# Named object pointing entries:

++++++++++

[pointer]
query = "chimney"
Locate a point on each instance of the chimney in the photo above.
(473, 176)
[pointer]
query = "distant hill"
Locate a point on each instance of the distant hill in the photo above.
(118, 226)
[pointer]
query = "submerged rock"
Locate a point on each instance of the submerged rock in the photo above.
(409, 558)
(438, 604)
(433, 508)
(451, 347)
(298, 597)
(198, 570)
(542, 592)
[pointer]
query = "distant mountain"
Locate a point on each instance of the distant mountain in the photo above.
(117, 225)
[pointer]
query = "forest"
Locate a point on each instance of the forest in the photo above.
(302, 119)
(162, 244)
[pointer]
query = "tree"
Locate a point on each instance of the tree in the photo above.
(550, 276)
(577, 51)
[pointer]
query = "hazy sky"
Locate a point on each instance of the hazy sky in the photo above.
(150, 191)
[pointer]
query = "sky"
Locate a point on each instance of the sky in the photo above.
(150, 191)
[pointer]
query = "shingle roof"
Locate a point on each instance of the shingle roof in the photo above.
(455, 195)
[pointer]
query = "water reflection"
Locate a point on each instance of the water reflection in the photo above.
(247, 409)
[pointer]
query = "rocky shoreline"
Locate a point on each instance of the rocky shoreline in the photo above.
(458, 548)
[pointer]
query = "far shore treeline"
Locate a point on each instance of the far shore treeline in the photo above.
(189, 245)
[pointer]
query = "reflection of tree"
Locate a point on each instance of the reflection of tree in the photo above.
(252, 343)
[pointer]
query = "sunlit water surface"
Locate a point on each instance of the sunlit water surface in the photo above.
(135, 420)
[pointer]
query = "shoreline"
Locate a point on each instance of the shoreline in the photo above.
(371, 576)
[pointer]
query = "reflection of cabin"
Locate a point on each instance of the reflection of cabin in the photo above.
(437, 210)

++++++++++

# TASK GOAL:
Copy all data exactly, start to finish.

# FINAL ANSWER:
[pointer]
query = "chimney"
Locate a point on each instance of the chimney in the photo above.
(473, 176)
[pointer]
query = "distant hill"
Locate a point on each instance of the distant hill in the photo above.
(118, 226)
[pointer]
query = "submerged rock"
Locate a point on each instance of the submerged rock in the photo above.
(409, 558)
(438, 604)
(433, 508)
(451, 347)
(298, 597)
(198, 570)
(542, 592)
[pointer]
query = "distant mountain"
Locate a point on each instance of the distant mountain in the photo above.
(117, 225)
[pointer]
query = "forest"
Locate a point on each instance of the forest in the photo above.
(302, 119)
(162, 244)
[pointer]
query = "tree"
Locate a point on each instance of the tree in the photo above.
(550, 276)
(577, 51)
[pointer]
query = "hazy sky"
Locate a point on each instance of the hazy sky in the photo above.
(150, 191)
[pointer]
query = "sky"
Locate a point on each instance of the sky in the photo above.
(150, 191)
[pointer]
query = "shingle roof"
Locate a point on each instance of the shingle roof in the photo above.
(455, 195)
[pointer]
query = "water reflection"
Locate a point on each instance of the water reflection in the photo above.
(247, 409)
[pointer]
query = "rocky shoreline"
Locate a point on each instance of the rocky shoreline in the photo above.
(458, 548)
[pointer]
query = "far shore treeline"
Locate a point on each instance of the far shore treeline in the photo above.
(189, 245)
[pointer]
query = "reflection of tree"
Locate a point on each instance of the reflection of tree in the photo above.
(252, 343)
[pointer]
query = "sunlit water surface"
Locate a point on each instance of the sunlit water surface in the photo above.
(135, 420)
[pointer]
query = "shoreline"
Locate a point on each instance of the shoreline in the photo above.
(371, 576)
[pointer]
query = "reflection of cabin"
Locate a point on each instance of the reflection of cabin in the photo above.
(437, 210)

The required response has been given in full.